BEGIN Supplied material

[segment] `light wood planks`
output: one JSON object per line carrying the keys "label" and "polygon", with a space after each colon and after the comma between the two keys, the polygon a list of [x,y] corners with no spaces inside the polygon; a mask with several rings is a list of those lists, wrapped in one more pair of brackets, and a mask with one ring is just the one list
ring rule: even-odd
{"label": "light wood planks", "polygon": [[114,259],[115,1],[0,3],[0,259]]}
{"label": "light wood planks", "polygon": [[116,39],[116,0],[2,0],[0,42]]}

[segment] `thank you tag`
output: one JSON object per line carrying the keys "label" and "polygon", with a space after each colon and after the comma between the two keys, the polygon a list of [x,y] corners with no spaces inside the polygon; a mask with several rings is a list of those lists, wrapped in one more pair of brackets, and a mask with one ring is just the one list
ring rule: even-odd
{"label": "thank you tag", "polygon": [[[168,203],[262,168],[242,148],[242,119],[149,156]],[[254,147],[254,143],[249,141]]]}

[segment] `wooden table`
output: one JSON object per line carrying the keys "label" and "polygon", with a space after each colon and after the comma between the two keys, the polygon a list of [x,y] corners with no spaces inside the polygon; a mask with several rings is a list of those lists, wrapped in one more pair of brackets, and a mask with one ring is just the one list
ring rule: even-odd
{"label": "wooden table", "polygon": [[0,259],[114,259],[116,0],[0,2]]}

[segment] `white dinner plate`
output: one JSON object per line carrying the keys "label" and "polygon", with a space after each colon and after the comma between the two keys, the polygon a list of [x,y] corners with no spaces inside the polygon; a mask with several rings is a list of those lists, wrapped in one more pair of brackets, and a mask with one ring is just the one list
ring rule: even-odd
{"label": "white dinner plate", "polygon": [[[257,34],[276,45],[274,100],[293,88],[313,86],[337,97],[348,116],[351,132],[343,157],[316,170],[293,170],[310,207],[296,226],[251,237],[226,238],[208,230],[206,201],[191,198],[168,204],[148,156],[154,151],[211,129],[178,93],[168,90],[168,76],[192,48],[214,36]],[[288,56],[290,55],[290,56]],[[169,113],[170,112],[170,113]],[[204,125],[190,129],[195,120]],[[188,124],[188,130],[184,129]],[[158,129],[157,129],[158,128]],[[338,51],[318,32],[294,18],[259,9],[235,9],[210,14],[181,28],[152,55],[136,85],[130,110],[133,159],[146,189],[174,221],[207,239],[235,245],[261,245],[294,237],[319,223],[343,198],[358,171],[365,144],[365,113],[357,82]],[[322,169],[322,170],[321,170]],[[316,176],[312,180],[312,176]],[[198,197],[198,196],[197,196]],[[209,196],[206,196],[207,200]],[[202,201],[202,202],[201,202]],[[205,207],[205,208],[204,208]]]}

END Supplied material

Problem details:
Select each line in the rows above that contains the string "segment", treating uppercase and lowercase as distinct, and copy those lines.

Task solution:
[segment] `light wood planks`
[segment] `thank you tag`
[segment] `wooden table`
[segment] `white dinner plate`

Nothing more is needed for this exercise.